What needs to be done: Copy exactly the lines of the records below, starting at the line that contains "the man wearing" and continuing through the last line, both included; omit any pictures.

Data supplied:

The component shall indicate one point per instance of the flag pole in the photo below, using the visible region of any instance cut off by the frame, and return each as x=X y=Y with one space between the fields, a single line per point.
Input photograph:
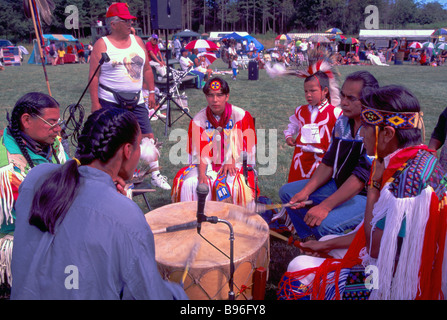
x=38 y=31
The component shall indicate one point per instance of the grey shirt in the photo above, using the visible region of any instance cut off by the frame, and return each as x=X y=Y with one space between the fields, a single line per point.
x=103 y=248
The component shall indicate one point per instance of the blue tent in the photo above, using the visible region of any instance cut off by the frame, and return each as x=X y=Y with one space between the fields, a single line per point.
x=234 y=36
x=259 y=46
x=35 y=55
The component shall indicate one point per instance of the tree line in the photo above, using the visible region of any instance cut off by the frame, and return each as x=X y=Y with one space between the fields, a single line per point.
x=252 y=16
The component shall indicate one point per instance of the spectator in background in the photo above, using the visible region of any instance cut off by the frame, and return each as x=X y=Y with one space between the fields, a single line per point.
x=155 y=57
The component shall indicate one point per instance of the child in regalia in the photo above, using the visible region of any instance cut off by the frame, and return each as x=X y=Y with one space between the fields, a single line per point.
x=310 y=127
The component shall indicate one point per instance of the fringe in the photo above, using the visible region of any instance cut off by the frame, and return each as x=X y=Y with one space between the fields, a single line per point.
x=402 y=283
x=6 y=194
x=6 y=244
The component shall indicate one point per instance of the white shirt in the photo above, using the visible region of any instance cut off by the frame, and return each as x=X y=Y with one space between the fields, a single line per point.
x=185 y=63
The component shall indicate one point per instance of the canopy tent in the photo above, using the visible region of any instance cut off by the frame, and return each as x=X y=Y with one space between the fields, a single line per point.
x=259 y=46
x=35 y=55
x=187 y=34
x=235 y=36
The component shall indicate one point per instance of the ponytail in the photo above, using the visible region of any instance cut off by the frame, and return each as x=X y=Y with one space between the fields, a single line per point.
x=104 y=132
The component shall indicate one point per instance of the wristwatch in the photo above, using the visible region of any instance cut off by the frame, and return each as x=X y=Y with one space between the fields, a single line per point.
x=376 y=184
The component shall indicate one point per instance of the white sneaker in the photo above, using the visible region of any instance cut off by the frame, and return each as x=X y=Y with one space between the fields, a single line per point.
x=151 y=112
x=161 y=182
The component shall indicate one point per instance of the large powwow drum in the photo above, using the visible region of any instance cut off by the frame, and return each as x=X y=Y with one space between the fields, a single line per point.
x=209 y=272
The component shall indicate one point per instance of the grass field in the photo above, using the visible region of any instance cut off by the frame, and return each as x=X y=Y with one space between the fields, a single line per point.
x=271 y=102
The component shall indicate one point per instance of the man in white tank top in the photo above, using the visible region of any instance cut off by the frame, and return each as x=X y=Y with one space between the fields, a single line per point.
x=126 y=71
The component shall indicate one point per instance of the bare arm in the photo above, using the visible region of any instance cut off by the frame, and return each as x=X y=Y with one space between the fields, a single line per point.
x=95 y=57
x=148 y=76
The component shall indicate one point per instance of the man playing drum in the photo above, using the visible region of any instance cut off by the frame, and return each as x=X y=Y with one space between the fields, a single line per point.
x=218 y=138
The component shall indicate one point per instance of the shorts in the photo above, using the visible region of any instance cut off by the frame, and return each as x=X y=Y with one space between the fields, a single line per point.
x=140 y=111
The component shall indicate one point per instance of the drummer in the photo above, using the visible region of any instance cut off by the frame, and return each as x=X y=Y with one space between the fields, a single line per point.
x=218 y=138
x=76 y=236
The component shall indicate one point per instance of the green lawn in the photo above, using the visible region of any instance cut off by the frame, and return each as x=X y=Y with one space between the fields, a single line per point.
x=271 y=102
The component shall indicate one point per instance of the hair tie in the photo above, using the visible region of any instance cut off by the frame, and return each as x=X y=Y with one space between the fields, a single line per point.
x=77 y=161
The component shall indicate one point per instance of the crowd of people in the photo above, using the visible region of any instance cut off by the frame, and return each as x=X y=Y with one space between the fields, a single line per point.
x=55 y=53
x=363 y=189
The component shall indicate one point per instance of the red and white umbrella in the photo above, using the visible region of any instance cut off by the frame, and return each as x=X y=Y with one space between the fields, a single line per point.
x=415 y=45
x=209 y=57
x=428 y=44
x=201 y=44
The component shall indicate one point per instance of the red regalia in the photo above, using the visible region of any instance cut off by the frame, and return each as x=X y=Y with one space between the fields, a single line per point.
x=313 y=138
x=217 y=142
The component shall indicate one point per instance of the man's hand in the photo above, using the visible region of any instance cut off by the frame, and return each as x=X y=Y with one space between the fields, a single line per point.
x=298 y=200
x=316 y=215
x=228 y=169
x=120 y=185
x=315 y=248
x=290 y=141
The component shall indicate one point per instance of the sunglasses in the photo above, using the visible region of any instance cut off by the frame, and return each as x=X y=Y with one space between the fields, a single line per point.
x=59 y=122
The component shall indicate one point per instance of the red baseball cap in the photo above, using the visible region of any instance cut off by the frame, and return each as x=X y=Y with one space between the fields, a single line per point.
x=121 y=10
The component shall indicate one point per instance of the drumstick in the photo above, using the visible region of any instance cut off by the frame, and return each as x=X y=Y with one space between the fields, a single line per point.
x=178 y=227
x=264 y=207
x=297 y=244
x=190 y=260
x=245 y=216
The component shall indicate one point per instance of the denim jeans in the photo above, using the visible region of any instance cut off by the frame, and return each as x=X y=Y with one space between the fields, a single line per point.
x=346 y=216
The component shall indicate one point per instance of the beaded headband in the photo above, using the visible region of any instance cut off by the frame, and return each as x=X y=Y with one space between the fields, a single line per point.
x=397 y=120
x=215 y=85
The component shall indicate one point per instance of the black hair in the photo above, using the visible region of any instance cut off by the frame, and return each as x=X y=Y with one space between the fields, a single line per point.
x=323 y=80
x=32 y=103
x=370 y=83
x=399 y=99
x=223 y=85
x=104 y=132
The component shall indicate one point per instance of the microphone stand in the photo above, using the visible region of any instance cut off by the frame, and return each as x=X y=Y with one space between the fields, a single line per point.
x=72 y=108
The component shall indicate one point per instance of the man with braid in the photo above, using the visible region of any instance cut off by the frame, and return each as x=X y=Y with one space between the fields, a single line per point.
x=218 y=137
x=32 y=138
x=77 y=237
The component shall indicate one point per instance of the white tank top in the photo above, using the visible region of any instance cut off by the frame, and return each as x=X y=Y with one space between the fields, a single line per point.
x=124 y=71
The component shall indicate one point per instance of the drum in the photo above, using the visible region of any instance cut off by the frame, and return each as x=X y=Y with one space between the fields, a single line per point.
x=209 y=272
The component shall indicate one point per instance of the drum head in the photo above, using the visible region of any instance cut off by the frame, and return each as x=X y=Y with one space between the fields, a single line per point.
x=174 y=248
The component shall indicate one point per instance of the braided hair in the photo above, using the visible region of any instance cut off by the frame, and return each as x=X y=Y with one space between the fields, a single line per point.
x=104 y=132
x=32 y=103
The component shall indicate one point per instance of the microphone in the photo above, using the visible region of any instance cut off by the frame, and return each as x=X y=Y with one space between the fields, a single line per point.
x=104 y=58
x=244 y=164
x=202 y=192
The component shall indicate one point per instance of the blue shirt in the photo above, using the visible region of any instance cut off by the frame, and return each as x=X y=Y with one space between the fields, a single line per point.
x=103 y=248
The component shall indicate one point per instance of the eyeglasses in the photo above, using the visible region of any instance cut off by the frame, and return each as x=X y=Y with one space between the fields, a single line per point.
x=59 y=122
x=350 y=98
x=129 y=21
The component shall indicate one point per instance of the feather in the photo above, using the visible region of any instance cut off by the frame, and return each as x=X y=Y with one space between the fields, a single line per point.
x=149 y=151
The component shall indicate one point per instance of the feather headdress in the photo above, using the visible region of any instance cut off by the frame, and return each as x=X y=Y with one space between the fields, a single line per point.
x=322 y=64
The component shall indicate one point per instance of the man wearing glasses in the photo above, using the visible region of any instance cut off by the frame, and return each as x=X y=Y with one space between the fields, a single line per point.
x=337 y=188
x=155 y=57
x=126 y=74
x=31 y=138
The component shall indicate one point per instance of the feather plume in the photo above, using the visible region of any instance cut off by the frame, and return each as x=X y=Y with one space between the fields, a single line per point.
x=319 y=60
x=149 y=150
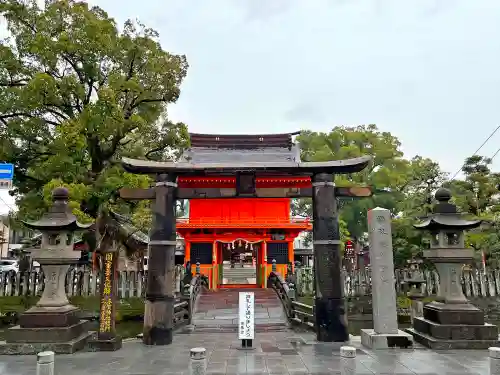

Task result:
The component shall indicate one point per instance of the man wearing glasses in the photo above, using the visible region of any instance cut off by the frame, and return each as x=X y=Y with one space between the fields, a single line per point.
x=337 y=188
x=155 y=57
x=126 y=74
x=31 y=138
The component shall indicate one point per instance of the feather plume in the photo above, using the visible region of any instance cut off by the frame, and return each as x=X y=Y with one space between the fields, a single line per point.
x=319 y=60
x=149 y=150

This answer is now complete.